• _Required tasks_
a. List every regression model that the passage on regression model results names.
b. Write the next part of the passage on regression model results, picking up after its final sentence.

• _Text excerpt_

········

Insights: We can see that the random forest regressor has the best performance, although overfitting is occurring. This model also has the lowest RMSE. The decision tree model possesses the least mean absolute error. This model's train accuracy is very high although the test accuracy is not as high as the gradient boosting regressor or the random forest regressor. This means that the decision tree regressor is overfitting to the training set as well. The adaboost regressor performed the worst and has the highest errors. All other models are quite prone to overfitting however. Now, I will tune this models in order to reduce overfitting and make these models perform even better.

········

• _Supplied information_
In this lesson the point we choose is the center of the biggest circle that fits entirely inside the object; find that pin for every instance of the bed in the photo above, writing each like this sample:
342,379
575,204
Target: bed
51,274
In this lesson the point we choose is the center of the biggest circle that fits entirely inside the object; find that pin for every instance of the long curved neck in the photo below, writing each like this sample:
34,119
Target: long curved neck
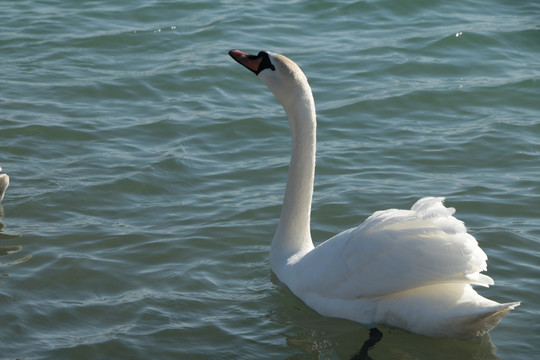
293,235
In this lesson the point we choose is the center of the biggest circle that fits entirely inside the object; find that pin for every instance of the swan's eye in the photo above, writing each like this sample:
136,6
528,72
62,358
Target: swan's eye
265,62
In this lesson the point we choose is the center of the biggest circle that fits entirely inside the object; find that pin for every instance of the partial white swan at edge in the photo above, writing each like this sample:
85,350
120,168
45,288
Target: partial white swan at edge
4,183
412,269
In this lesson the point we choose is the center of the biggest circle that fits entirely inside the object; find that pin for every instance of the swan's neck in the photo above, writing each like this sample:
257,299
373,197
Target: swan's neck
293,236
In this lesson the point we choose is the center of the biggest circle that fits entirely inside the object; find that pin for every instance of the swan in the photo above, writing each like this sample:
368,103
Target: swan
4,183
413,269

········

• _The replies_
a. random forest regressor, decision tree regressor, gradient boosting regressor, adaboost regressor

b.
Hyperparameter Tuning

Decision Tree Regressor

In [30]:
from scipy.stats import randint as sp_randint
from sklearn.model_selection import RandomizedSearchCV
clf = DecisionTreeRegressor(random_state = 0)
param_dist = {"max_depth": sp_randint(1, 101),
              "max_features": sp_randint(1, 51),
              "min_samples_split": sp_randint(2, 51),
              "min_samples_leaf": sp_randint(1, 51),
              "criterion": ["gini", "entropy", "mse"]}
samples = 200  # number of random samples 
dt_randomCV = RandomizedSearchCV(clf, param_distributions = param_dist, n_iter = samples, random_state = 0)
dt_randomCV.fit(X_val, y_val)
print(dt_randomCV.best_params_)
dt_randomCV.best_estimator_
{'criterion': 'mse', 'max_depth': 18, 'max_features': 7, 'min_samples_leaf': 8, 'min_samples_split': 20}
Out[30]:
DecisionTreeRegressor(ccp_alpha=0.0, criterion='mse', max_depth=18,
                      max_features=7, max_leaf_nodes=None,
                      min_impurity_decrease=0.0, min_impurity_split=None,
                      min_samples_leaf=8, min_samples_split=20,
                      min_weight_fraction_leaf=0.0, presort='deprecated',
                      random_state=0, splitter='best')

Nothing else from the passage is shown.